-- start --

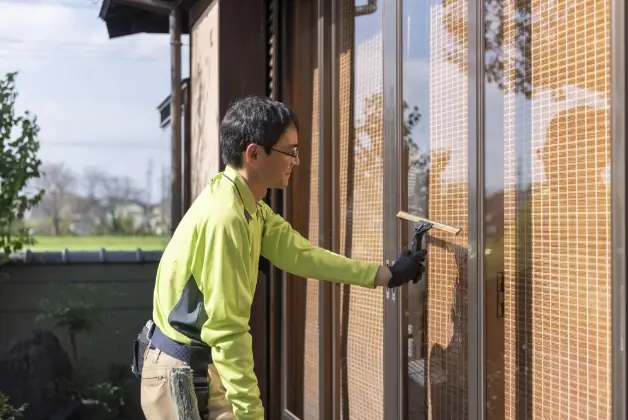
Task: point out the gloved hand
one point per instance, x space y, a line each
408 267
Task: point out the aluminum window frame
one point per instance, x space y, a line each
618 208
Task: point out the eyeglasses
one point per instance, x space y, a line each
294 154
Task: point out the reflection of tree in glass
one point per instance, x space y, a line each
494 44
456 24
514 32
368 152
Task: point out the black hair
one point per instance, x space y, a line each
253 120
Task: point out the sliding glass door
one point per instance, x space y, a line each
511 124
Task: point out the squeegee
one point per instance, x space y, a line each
422 226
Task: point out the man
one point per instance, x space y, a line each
208 273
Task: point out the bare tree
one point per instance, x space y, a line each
59 182
108 194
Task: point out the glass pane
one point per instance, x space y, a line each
361 205
547 209
435 136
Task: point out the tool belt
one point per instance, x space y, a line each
197 357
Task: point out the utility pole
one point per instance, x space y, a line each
175 117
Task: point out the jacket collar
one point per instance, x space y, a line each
243 189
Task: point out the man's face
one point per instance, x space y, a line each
275 168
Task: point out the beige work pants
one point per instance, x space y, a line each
157 401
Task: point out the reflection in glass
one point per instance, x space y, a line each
361 205
435 139
547 209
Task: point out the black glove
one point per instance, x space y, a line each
408 267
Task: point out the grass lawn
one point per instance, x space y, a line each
95 243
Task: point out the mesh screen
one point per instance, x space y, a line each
557 210
311 356
361 206
447 344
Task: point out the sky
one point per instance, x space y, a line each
95 98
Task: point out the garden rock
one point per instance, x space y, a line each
36 370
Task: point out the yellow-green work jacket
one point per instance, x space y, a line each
208 273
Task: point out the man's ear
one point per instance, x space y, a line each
251 153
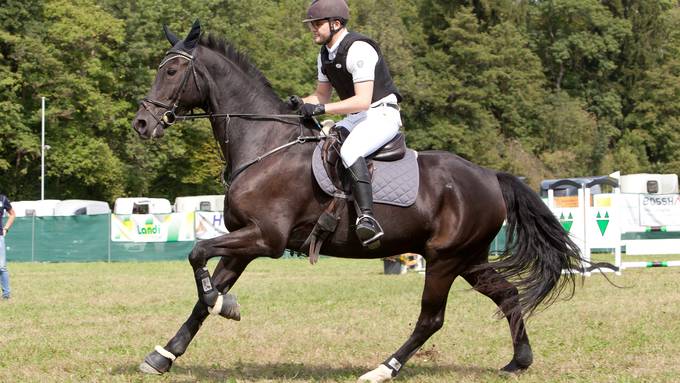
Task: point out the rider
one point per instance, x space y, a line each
353 65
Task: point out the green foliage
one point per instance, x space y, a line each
538 88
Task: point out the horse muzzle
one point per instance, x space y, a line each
148 127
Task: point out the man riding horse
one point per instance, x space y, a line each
353 65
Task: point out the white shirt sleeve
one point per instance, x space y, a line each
361 61
320 76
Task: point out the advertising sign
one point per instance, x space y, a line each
209 224
173 227
659 209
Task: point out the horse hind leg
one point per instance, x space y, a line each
490 283
160 360
438 279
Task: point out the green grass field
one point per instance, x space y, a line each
325 323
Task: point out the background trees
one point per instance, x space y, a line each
539 88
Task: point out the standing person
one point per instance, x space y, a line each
5 205
353 65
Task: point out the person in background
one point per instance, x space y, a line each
5 206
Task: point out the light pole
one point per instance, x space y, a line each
42 152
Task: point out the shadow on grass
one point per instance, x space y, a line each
240 371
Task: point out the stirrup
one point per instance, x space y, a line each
378 233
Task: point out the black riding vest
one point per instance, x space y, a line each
341 79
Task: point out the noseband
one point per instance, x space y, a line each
169 116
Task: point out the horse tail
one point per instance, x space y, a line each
540 259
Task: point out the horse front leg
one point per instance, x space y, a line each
236 256
160 360
246 242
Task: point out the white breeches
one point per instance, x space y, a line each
369 131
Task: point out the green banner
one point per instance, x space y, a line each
81 238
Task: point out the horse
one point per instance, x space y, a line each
272 203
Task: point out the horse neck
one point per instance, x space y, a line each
242 140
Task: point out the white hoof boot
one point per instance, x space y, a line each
380 374
147 369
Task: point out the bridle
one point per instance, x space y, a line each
168 117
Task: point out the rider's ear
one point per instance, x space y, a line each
192 38
170 36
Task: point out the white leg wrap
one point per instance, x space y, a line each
215 310
380 374
165 353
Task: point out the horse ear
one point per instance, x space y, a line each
170 36
192 38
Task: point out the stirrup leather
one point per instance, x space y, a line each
379 233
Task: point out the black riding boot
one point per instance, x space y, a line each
368 229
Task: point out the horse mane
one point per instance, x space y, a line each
241 60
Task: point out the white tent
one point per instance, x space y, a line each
81 207
142 205
199 203
41 208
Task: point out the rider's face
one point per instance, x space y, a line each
321 31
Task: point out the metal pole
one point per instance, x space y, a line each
109 238
42 151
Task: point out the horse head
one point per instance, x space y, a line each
176 86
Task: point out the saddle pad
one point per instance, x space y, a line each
394 183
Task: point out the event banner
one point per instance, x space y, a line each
172 227
209 224
659 209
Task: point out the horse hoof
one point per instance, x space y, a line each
155 364
380 374
514 367
521 360
147 369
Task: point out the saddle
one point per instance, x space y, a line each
394 173
394 150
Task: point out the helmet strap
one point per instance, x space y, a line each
332 29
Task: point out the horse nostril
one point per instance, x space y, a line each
139 125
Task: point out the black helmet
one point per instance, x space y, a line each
327 9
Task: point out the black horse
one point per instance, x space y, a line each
273 203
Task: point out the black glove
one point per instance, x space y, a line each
309 110
294 102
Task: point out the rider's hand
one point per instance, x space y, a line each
294 102
309 110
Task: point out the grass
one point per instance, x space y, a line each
325 323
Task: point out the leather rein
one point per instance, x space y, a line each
169 116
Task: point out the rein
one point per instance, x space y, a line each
301 139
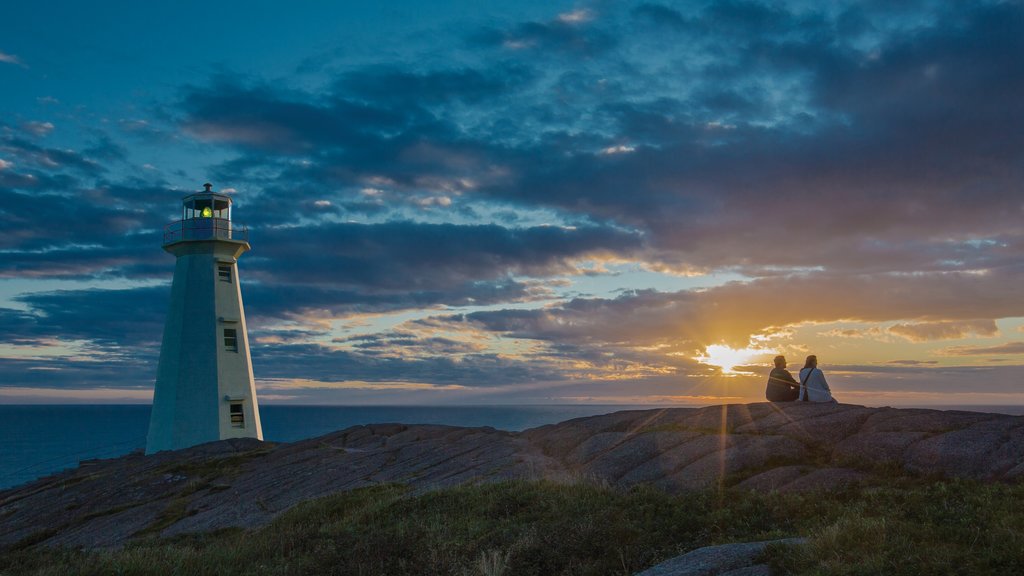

-- end --

**Goal:** Write out every one of the records above word for word, leaving out the pictures.

**Full solution:**
Task: point out the gloved hand
one point per instance, x space y, a line each
408 267
Task: point out the aluminum window frame
one point per instance, x space y, a line each
618 208
Task: point out the eyeglasses
one point per instance, x space y, a line each
294 154
Task: point out the reflection of tree in glass
one point per instance, x space y, a line each
494 44
456 24
514 32
368 152
Task: point out the black hair
one point per instance, x space y, a line each
253 120
Task: point out the sliding glass door
one point per instance, x space y, a line each
511 124
Task: point out the squeegee
one point per instance, x space y, a line each
422 226
Task: point out the man
one point per instance, x space y, a line each
208 273
Task: point out the bare tree
one point per instance, x space y, a line each
59 182
108 194
Task: point out the glass pane
one point per instance, x space y, a line each
361 205
547 209
435 136
Task: point out the tool belt
one point per instance, x space y, a line each
197 357
Task: point out the utility pole
one point per instance, x space y, a line each
175 117
Task: point out the jacket collar
one point per instance, x space y, a line each
243 189
Task: point out the man's face
one point per instance, x space y, a line each
275 168
Task: point out the beige work pants
one point per instance, x space y, a line each
157 401
Task: point out the reflection in glass
one point per instance, x space y, a line each
361 205
435 139
547 209
Task: point out the black glove
one point per instance, x space y, a line each
408 267
Task: point out the grass lawn
one point per instance, x space y, a line each
95 243
Task: point out the mesh screen
one point per instance, x space y, a line each
557 210
311 356
361 206
447 344
Task: point out the sky
one point per instance, x space y, a line each
95 98
Task: point out the garden rock
one point per instance, x space y, a line each
36 370
Task: point out the yellow-green work jacket
one point per instance, x space y, a line each
208 273
Task: point out the man's ear
one point per instance, x space y, a line each
251 153
Task: point out the rider
one point per instance, x space y, a line each
353 65
Task: point out the green foliage
one point per instance, x space y, a line each
538 88
Task: point out the horse muzzle
one point per instance, x space y, a line each
148 127
Task: point out the man riding horse
one point per instance, x space y, a line each
353 65
Task: point out the white shirt sleeve
one point per instance, x space y, a line each
361 61
320 76
Task: point out the advertising sign
one point per instance, x space y, a line each
209 224
173 227
659 209
Task: point out the horse hind leg
one point per instance, x space y, a line each
490 283
160 360
438 279
Task: point out the green grass field
one point per instance, x space y, a line each
325 323
Task: point out the background trees
one point per instance, x space y, a line each
539 88
Task: point out the standing person
one point per instance, x space y, a line each
5 205
353 65
Task: point out the person in background
one point per instance, x space y, a line each
5 206
Task: point out the light pole
one point per instance, x space y, a line each
42 152
Task: point out the shadow on grass
one point per instance, x space y, a line each
240 371
Task: point out the stirrup
one point per instance, x space y, a line each
378 233
Task: point out the black riding vest
one point per instance, x space y, a line each
341 79
Task: point out the noseband
one point per instance, x space y, a line each
169 116
Task: point out the horse tail
one point per instance, x space y, a line each
540 259
Task: point out the horse front leg
one point per instance, x space y, a line each
236 256
160 360
246 242
Task: point out the white breeches
one point per instance, x space y, a line each
369 131
Task: point out the green banner
one point per instance, x space y, a line each
81 238
Task: point out the horse
one point per instance, x space y, a line each
272 203
Task: point out the horse neck
one point per instance, x space y, a line each
242 140
Task: point out the white hoof boot
one point per instance, x space y, a line each
380 374
147 369
Task: point out the bridle
one point per instance, x space y, a line each
168 117
Task: point out the rider's ear
one point per instance, x space y, a line each
192 38
170 36
Task: point out the white leg wrap
one point per instance, x space y, a line each
215 310
380 374
165 353
Task: point out the horse ear
one point per instance, x space y, a line each
170 36
192 38
Task: point out the stirrup leather
one point per instance, x space y, a line each
379 233
Task: point out the black riding boot
one point per instance, x space y, a line each
368 229
Task: point out the horse mane
one point per instance, x space y, a line each
241 60
Task: point out the white tent
one point per instance, x space y, a line each
81 207
142 205
199 203
41 208
Task: point out the rider's face
one point per instance, x space y, a line each
321 31
Task: point out the metal pole
one point per instance, x space y, a line each
109 238
42 151
Task: point out the horse head
one point per instance, x space y, a line each
176 86
Task: point out the saddle pad
one point per instance, x space y, a line each
394 183
Task: point out the event banner
one point per instance, x space y, a line each
172 227
209 224
659 209
Task: point out the horse hoof
one point per instance, x space y, a line each
155 364
380 374
514 367
521 360
147 369
Task: point out the saddle
one point per instance, x space y, a line each
394 173
394 150
Task: point out the helmet strap
one point per instance, x space y, a line each
332 29
Task: point out the horse nostril
one point per instance, x space y, a line each
139 125
Task: point out the black helmet
one point per instance, x space y, a line each
327 9
Task: point out the black horse
one point per instance, x space y, a line each
273 203
Task: point out the black glove
one point per instance, x space y, a line each
309 110
294 102
Task: point out the rider's hand
one point per instance, x space y, a line each
294 102
309 110
Task: point out the grass
one point per instance, x space y, a line each
325 323
Task: point out the leather rein
one point per instance, x space y, a line each
169 116
Task: point out the rein
one point per instance, x space y, a line each
301 139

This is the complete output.